## Task list
- a) State whether each of the following statements agrees with the text on reservation stations below. Answer yes or no, and quote the deciding words of the text. (i) Reservation stations let the CPU use a computed value without first waiting for it to be stored in a register and read again. (ii) When several instructions write to the same register, every one of those writes must actually be carried out. (iii) A reservation station is inexpensive in comparators.
- b) Go on with the text on reservation stations below, picking up after its final sentence.

## Selected text
——

Reservation station

A unified reservation station, also known as unified scheduler, is a decentralized feature of the microarchitecture of a CPU that allows for register renaming, and is used by the Tomasulo algorithm for dynamic instruction scheduling.

Reservation station as part of Intel's Nehalem microarchitecture

Reservation stations permit the CPU to fetch and re-use a data value as soon as it has been computed, rather than waiting for it to be stored in a register and re-read. When instructions are issued, they can designate the reservation station from which they want their input to read. When multiple instructions need to write to the same register, all can proceed and only the (logically) last one need actually be written. It checks if the operands are available (RAW) and if execution unit is free (Structural hazard) before starting execution.

Instructions are stored with available parameters, and executed when ready. Results are identified by the unit that will execute the corresponding instruction. Implicitly register renaming solves WAR and WAW hazards. Since this is a fully associative structure, it has a very high cost in comparators (need to compare all results returned from processing units with all stored addresses).

——

## Data block
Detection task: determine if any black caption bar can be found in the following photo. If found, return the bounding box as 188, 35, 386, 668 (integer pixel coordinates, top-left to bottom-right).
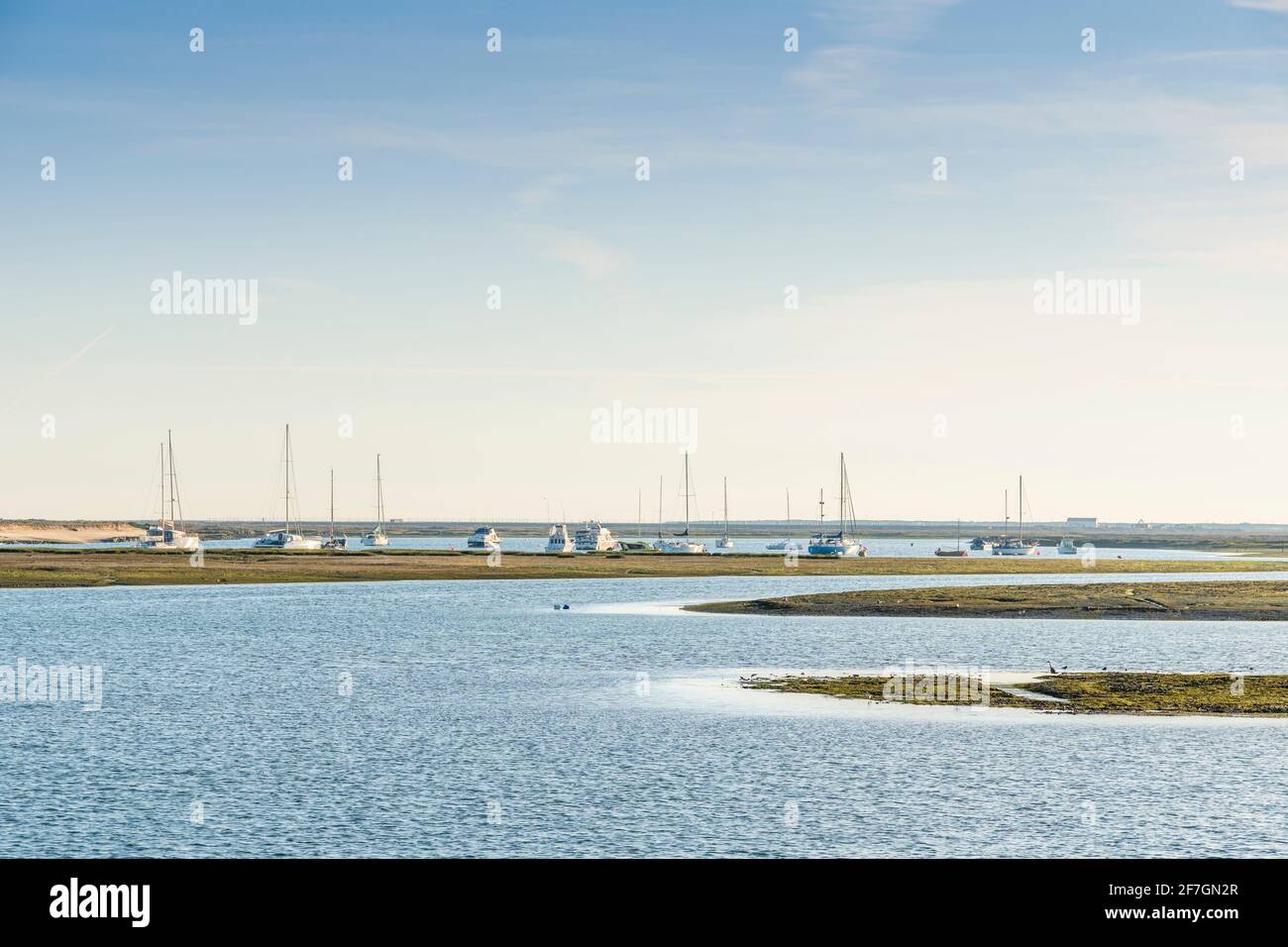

——

## Results for each task
- a)
(i) Yes: "rather than waiting for it to be stored in a register and re-read"
(ii) No: "only the (logically) last one need actually be written"
(iii) No: "it has a very high cost in comparators"

- b)
In Tomasulo's algorithm, instructions are issued in sequence to Reservation Stations which buffer the instruction as well as the operands of the instruction. If the operand is not available, the Reservation Station listens on a Common Data Bus for the operand to become available. When the operand becomes available, the Reservation Station buffers it, and the execution of the instruction can begin.

Functional Units (such as an adder or a multiplier), each have their own corresponding Reservation Station. The output of the Functional Unit connects to the Common Data Bus, where Reservation Stations are listening for the operands they need.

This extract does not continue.